[Opening Records for the exercise section]

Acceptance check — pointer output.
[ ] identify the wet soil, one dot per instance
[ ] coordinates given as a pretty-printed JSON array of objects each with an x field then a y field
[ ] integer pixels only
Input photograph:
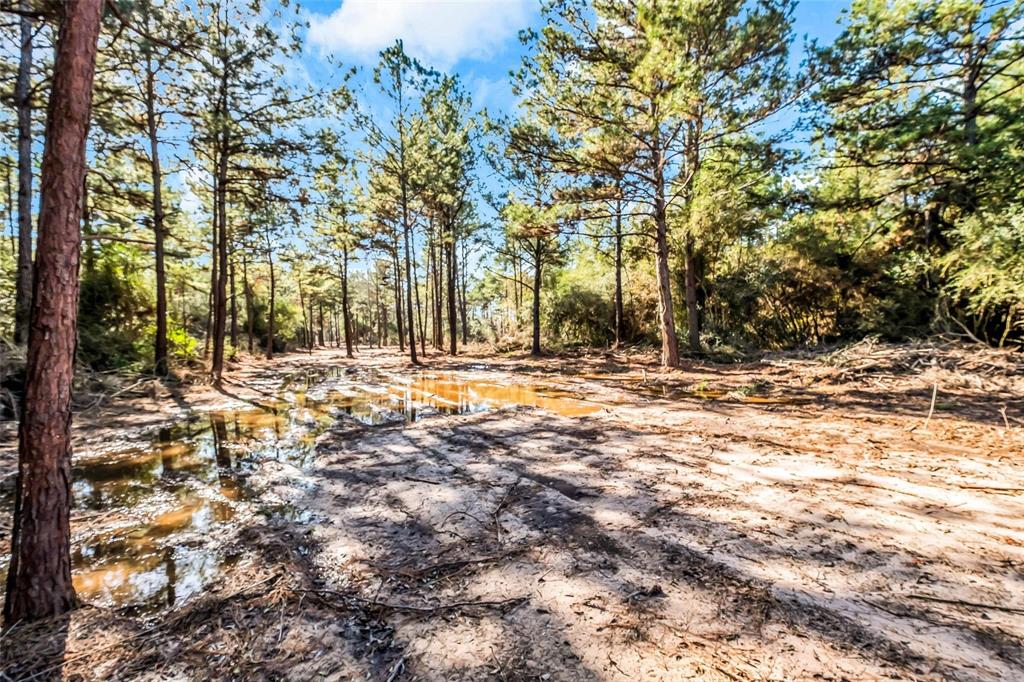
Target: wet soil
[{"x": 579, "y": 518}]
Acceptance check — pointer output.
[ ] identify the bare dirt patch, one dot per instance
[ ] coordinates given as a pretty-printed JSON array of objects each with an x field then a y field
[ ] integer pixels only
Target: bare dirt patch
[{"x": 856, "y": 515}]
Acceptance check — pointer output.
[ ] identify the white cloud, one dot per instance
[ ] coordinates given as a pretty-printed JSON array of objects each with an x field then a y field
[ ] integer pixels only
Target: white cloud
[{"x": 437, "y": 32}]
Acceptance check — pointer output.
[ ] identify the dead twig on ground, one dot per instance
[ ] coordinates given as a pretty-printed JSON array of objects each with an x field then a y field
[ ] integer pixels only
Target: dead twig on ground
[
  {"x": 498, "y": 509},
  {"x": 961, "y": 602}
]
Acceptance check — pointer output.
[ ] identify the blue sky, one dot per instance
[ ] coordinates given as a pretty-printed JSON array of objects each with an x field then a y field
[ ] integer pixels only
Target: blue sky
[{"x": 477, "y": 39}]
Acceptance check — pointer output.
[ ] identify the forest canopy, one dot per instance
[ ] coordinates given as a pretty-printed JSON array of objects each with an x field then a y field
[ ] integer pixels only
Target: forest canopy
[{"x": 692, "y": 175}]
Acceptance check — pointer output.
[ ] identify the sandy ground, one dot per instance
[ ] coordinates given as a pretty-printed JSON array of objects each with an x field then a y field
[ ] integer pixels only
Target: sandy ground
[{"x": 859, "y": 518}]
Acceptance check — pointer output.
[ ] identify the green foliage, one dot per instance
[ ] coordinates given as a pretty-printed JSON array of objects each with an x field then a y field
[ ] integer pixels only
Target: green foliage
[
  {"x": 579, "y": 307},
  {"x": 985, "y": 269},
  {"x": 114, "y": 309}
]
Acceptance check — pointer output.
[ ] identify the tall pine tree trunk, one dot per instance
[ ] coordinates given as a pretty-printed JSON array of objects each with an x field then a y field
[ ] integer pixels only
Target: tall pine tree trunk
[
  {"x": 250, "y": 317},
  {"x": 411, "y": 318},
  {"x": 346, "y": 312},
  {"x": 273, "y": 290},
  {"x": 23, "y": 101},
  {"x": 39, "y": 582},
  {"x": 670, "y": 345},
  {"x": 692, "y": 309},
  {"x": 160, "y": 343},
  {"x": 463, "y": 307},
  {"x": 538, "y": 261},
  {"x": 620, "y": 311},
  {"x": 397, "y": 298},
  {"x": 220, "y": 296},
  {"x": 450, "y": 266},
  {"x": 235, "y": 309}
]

[Closing Records for the exercise section]
[Opening Records for the exercise section]

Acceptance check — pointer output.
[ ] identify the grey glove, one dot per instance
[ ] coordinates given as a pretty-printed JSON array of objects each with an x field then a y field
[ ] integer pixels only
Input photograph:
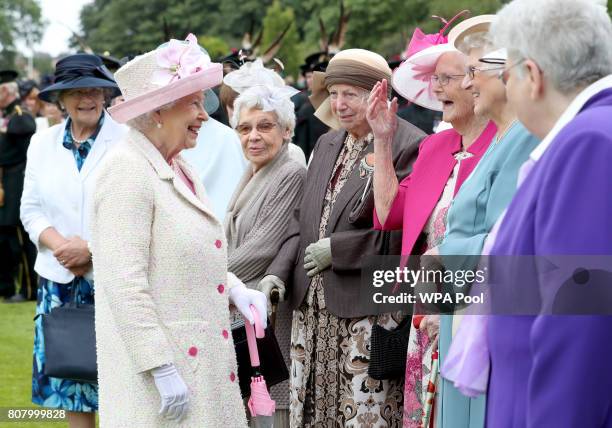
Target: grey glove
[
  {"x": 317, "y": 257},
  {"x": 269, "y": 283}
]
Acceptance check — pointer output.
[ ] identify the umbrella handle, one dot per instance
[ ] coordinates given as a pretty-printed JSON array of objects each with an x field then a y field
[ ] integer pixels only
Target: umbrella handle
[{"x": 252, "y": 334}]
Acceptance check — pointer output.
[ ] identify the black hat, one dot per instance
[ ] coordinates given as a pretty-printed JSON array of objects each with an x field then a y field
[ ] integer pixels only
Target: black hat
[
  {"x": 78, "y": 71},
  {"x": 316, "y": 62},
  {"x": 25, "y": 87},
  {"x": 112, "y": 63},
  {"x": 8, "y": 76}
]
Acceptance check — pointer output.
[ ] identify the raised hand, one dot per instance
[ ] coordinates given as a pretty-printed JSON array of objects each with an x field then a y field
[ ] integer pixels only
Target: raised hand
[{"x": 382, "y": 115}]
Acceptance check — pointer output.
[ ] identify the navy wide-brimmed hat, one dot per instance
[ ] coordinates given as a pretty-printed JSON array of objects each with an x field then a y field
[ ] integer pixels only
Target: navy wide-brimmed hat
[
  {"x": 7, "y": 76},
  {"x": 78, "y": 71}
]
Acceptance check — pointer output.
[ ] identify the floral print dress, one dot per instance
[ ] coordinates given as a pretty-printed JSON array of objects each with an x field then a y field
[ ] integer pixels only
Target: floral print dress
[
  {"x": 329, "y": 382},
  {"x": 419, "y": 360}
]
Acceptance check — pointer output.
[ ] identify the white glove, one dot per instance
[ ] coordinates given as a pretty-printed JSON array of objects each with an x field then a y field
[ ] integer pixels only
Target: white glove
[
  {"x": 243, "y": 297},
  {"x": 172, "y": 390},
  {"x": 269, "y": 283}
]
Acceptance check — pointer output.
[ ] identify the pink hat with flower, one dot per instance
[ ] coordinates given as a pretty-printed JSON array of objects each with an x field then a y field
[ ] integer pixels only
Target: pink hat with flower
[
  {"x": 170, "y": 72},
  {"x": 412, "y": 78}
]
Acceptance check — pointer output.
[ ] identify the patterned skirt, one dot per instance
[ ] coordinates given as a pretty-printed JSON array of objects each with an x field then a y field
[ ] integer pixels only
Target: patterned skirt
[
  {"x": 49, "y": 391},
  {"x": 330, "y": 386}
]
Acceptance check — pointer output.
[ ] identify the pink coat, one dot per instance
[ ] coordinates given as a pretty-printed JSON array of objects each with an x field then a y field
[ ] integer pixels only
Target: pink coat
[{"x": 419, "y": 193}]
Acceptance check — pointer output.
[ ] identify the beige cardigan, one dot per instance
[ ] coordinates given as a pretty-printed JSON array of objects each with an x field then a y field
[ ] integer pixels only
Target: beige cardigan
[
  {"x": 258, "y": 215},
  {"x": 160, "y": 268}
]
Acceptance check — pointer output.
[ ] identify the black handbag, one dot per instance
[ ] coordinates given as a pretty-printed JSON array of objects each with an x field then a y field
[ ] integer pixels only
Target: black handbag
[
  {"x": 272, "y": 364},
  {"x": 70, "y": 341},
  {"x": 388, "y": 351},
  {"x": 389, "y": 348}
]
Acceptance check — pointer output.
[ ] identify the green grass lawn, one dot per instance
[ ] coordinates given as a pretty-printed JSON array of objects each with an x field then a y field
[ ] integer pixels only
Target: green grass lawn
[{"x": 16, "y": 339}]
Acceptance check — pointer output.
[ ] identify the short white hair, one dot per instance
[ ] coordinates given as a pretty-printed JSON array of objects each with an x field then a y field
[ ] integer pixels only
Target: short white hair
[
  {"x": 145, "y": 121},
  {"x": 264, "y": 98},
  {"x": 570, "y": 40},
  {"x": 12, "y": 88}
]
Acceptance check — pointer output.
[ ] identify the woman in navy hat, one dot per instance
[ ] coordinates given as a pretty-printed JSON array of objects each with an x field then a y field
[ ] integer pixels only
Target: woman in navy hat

[Closing Records for the exercise section]
[Opening Records for the exercise section]

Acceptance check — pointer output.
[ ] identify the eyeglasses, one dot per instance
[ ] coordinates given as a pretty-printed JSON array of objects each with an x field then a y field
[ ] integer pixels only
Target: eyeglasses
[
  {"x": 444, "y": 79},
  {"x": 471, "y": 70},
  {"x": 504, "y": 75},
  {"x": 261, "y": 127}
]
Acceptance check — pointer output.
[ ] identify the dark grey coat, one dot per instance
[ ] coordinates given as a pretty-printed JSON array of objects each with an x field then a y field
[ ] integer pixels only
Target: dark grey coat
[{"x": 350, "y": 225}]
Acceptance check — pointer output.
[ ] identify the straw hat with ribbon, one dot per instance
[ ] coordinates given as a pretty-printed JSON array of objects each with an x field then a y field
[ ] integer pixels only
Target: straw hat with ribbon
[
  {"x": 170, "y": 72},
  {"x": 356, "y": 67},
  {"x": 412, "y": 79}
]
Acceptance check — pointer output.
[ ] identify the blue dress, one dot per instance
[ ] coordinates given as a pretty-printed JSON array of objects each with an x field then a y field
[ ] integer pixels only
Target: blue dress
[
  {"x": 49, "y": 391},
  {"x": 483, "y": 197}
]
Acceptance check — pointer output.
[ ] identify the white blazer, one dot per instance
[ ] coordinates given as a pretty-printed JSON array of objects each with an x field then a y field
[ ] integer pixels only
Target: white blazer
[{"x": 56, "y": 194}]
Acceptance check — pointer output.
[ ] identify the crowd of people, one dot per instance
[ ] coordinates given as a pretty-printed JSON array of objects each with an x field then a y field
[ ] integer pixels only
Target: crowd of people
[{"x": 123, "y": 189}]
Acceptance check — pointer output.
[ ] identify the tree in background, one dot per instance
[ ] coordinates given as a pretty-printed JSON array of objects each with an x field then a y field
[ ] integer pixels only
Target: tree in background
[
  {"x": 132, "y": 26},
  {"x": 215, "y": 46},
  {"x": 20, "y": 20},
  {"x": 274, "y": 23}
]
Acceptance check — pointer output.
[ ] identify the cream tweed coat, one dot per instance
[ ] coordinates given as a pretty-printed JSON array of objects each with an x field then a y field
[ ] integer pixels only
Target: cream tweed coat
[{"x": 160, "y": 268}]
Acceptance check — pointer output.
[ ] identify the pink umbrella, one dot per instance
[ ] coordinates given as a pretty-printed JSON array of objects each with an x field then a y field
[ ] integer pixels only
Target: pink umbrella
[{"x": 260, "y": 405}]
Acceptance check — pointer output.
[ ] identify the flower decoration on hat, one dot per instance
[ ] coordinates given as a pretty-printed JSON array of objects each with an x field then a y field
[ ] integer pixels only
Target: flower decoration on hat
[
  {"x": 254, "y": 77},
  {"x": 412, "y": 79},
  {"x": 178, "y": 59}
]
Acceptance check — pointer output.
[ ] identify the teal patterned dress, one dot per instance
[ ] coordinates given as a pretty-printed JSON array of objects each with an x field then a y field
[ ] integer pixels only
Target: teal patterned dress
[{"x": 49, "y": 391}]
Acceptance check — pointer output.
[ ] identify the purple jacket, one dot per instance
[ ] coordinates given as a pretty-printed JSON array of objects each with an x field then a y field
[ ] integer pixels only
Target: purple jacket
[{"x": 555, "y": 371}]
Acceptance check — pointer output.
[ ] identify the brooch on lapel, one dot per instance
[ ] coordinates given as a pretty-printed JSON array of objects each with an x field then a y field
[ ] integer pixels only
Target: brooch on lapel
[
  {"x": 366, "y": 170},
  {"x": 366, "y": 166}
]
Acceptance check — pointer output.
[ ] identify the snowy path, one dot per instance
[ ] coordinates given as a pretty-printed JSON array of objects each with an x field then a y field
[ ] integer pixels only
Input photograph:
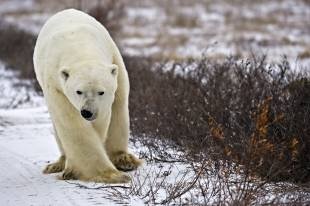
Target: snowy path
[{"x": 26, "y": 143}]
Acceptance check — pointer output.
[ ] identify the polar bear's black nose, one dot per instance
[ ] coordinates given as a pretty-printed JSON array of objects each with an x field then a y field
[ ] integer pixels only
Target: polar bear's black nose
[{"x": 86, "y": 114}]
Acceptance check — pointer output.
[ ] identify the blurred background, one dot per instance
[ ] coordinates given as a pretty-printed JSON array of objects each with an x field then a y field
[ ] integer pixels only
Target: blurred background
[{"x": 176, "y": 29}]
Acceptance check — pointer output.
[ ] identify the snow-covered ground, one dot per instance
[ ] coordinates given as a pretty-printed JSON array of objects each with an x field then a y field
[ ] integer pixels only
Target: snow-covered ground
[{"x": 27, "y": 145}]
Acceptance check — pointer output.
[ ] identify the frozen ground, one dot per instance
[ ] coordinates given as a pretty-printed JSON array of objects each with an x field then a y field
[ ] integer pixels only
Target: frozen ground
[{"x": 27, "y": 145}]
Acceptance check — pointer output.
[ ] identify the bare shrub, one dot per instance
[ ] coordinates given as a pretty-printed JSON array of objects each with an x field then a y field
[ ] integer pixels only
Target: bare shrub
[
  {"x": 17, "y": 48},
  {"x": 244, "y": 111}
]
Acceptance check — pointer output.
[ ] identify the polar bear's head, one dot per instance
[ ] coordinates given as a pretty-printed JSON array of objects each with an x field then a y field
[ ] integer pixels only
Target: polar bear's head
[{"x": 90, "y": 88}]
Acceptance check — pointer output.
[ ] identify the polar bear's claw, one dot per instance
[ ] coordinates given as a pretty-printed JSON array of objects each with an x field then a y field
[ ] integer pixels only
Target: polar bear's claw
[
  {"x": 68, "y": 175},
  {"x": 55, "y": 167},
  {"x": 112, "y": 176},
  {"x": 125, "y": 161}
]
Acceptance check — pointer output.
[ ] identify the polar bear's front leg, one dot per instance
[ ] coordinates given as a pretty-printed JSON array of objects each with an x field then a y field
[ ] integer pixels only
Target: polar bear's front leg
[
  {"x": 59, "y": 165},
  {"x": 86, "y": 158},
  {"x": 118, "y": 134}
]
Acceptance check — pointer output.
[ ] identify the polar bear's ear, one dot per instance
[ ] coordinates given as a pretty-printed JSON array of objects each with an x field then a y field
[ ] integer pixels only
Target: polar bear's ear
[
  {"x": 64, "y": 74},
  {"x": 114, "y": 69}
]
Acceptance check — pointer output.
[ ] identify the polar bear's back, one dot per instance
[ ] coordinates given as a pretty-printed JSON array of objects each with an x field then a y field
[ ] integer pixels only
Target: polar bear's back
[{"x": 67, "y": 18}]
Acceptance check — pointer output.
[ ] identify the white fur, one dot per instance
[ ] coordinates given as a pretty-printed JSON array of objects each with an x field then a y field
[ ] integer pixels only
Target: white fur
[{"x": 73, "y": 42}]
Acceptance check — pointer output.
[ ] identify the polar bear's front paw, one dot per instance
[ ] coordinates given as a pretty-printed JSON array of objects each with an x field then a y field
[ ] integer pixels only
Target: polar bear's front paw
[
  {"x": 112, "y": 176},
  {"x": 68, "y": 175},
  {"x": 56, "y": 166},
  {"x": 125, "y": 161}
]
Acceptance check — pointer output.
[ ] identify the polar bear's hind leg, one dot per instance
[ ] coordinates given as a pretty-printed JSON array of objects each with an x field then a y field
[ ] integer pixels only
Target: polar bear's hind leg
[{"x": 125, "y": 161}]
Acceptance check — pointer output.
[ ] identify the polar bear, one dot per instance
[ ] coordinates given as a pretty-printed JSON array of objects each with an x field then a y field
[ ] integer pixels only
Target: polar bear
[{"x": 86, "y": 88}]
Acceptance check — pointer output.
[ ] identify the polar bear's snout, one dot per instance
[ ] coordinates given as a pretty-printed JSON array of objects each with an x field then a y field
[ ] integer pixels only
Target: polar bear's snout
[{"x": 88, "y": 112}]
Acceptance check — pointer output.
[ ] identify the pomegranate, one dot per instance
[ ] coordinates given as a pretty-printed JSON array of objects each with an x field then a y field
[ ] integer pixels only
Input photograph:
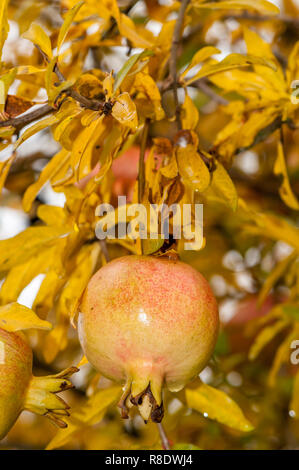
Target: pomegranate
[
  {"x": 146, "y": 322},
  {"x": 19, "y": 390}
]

[Closing Records for the exercise section]

| Problem details |
Write only the number of lines above that contain "woman".

| Your solution |
2